* **Supplied passage**
---+---
Bookmark Now: Art exhibitions for late summer


Arcmanoro Niles shines a positive light on our perceived failures

Kicked Out the House for Living Fast (I Never Held Love in My Gaze So I Searched for it Every Couple of Days), 2021, by Arcmanoro Niles

 

Running Until You’re Nothing Sounds a Lot Like Being Free (Don’t be Sad), 2021, by Arcmanoro Niles

The neon-toned canvases of New York-based painter Arcmanoro Niles show people engaged in seemingly mundane acts, often accompanied by small, alien-like creatures. These supernatural beings – which Niles refers to as “seekers” – act as manifestations of the subjects’ primal impulses and desires, inviting the viewer to imagine what events might have occurred around the scene. One painting shows a woman waiting at a bus stop, while a gremlin-like seeker with fiery pink eyes wields a knife in the corner; in another, a father and daughter sit on their stoop with their dog while a bawdy creature lurks in the background.  Now a new body of Niles’s work is being collected into a book and exhibited at New York’s Lehmann Maupin gallery. Featuring a series of portraits and still lives, as well as the artist’s first landscape, the works show our perceived failures: a still life of a bedside table strewn with tequila bottles and receipts; a man getting into his car after being kicked out of his house, his iridescent gold skin and hair daubed with pink glitter lending the painting a numinous quality. “All of these moments in life that people look at as failures are just a part of growing up,” Niles says. “When I look back at my own experiences, they weren’t really failures at all.”

Arcmanoro Niles: Hey Tomorrow, Do You Have Some Room For Me: Failure Is A Part Of Being Alive is at Lehmann Maupin, New York, until 28 August.
---+---
* **Records provided**
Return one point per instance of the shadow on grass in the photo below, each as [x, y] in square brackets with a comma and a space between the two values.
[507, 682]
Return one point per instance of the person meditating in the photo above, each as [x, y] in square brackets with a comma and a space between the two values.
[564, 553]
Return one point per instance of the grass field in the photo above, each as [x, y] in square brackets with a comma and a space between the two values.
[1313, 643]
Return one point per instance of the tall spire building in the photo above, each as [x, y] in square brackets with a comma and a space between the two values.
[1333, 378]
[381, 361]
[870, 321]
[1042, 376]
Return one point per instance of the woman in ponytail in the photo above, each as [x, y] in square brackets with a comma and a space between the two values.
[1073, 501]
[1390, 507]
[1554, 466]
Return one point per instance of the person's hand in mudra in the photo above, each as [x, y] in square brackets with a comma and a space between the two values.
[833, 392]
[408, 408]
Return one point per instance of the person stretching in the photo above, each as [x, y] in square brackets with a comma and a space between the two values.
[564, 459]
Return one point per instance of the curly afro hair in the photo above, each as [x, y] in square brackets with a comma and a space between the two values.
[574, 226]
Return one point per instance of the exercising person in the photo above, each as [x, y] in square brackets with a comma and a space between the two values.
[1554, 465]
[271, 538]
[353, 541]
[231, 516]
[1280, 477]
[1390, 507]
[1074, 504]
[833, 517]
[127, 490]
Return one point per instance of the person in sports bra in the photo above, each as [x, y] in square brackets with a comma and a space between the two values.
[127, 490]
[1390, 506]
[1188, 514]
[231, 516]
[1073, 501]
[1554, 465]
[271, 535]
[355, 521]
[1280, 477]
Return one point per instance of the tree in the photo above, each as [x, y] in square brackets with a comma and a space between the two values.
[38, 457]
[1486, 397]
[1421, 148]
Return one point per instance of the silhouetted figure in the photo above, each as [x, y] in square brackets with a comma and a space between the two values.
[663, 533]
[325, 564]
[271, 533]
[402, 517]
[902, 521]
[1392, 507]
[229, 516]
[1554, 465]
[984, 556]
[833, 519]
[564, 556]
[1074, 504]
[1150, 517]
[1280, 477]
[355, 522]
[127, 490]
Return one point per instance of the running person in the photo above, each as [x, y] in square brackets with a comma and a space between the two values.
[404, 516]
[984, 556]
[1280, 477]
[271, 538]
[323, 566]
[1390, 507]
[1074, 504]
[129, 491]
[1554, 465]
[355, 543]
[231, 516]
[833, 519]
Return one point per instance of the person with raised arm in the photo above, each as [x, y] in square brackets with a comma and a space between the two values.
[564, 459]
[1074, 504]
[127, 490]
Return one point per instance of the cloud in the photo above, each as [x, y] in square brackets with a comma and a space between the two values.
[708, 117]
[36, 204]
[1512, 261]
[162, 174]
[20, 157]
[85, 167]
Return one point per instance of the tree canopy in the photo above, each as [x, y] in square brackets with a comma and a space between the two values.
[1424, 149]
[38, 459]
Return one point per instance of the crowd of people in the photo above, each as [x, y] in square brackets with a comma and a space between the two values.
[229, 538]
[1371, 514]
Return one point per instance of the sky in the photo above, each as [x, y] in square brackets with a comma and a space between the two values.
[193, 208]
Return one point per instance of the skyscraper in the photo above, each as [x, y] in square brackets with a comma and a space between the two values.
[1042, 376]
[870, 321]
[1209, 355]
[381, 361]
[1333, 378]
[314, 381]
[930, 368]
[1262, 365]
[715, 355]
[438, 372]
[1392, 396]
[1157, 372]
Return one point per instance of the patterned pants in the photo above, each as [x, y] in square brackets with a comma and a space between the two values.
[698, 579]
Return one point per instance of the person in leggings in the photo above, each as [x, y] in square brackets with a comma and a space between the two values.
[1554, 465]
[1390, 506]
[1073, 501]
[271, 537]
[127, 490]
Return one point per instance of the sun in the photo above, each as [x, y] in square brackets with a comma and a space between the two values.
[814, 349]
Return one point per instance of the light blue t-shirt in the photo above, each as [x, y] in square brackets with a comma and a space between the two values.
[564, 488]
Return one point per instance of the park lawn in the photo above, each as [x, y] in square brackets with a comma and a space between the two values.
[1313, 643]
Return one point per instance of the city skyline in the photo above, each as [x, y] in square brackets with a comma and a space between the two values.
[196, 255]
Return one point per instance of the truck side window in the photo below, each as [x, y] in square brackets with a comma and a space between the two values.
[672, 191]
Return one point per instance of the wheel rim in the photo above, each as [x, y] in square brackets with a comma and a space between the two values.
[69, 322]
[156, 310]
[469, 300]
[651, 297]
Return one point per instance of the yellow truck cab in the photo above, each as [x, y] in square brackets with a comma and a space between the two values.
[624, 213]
---+---
* **Task goal**
Say whether each of these statements agrees with the article on Arcmanoro Niles, answering yes or no and quoting the article's deciding words. (a) Niles calls the small creatures in his paintings "seekers." (b) The new body of work includes the artist's first landscape. (c) The show at Lehmann Maupin runs until the end of September.

* **Response**
(a) Yes: "which Niles refers to as “seekers”"
(b) Yes: "as well as the artist’s first landscape"
(c) No: "is at Lehmann Maupin, New York, until 28 August"